- Requirement 1
Answer from the SQL migration script:
(a) On which table does the trigger mirror_users fire?
(b) What does the Step 3 insert do when a row conflicts on legacy_id?
(c) In what mode does Step 5 lock the users table?
- Requirement 2
Rewrite the SQL migration script from "-- STEP 4: Verify" to "(brief lock window)", swapping "old_count" for "legacy_count".

- Given passage
_____

CREATE TRIGGER mirror_users
  AFTER INSERT OR UPDATE OR DELETE ON users
  FOR EACH ROW EXECUTE FUNCTION mirror_to_users_new();

-- STEP 3: Backfill historical data (batched)
INSERT INTO users_new (legacy_id, email, name, created_at)
SELECT id, email, name, created_at FROM users
ON CONFLICT (legacy_id) DO NOTHING;

-- STEP 4: Verify row counts match
SELECT
  (SELECT COUNT(*) FROM users) AS old_count,
  (SELECT COUNT(*) FROM users_new) AS new_count;

-- STEP 5: Cutover (brief lock window)
BEGIN;
  LOCK TABLE users IN ACCESS EXCLUSIVE MODE;
  -- Final sync of any rows that came in during backfill
  INSERT INTO users_new (legacy_id, email, name, created_at)

_____

- Dataset content
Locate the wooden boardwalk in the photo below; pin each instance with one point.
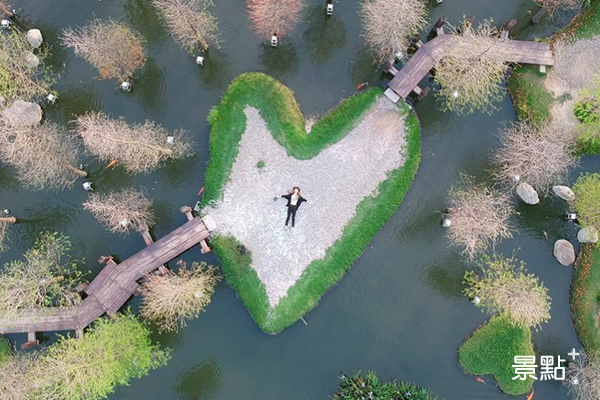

_____

- Final answer 1
(a) users
(b) Nothing; it skips the row (ON CONFLICT (legacy_id) DO NOTHING).
(c) ACCESS EXCLUSIVE MODE

- Final answer 2
-- STEP 4: Verify row counts match
SELECT
  (SELECT COUNT(*) FROM users) AS legacy_count,
  (SELECT COUNT(*) FROM users_new) AS new_count;

-- STEP 5: Cutover (brief lock window)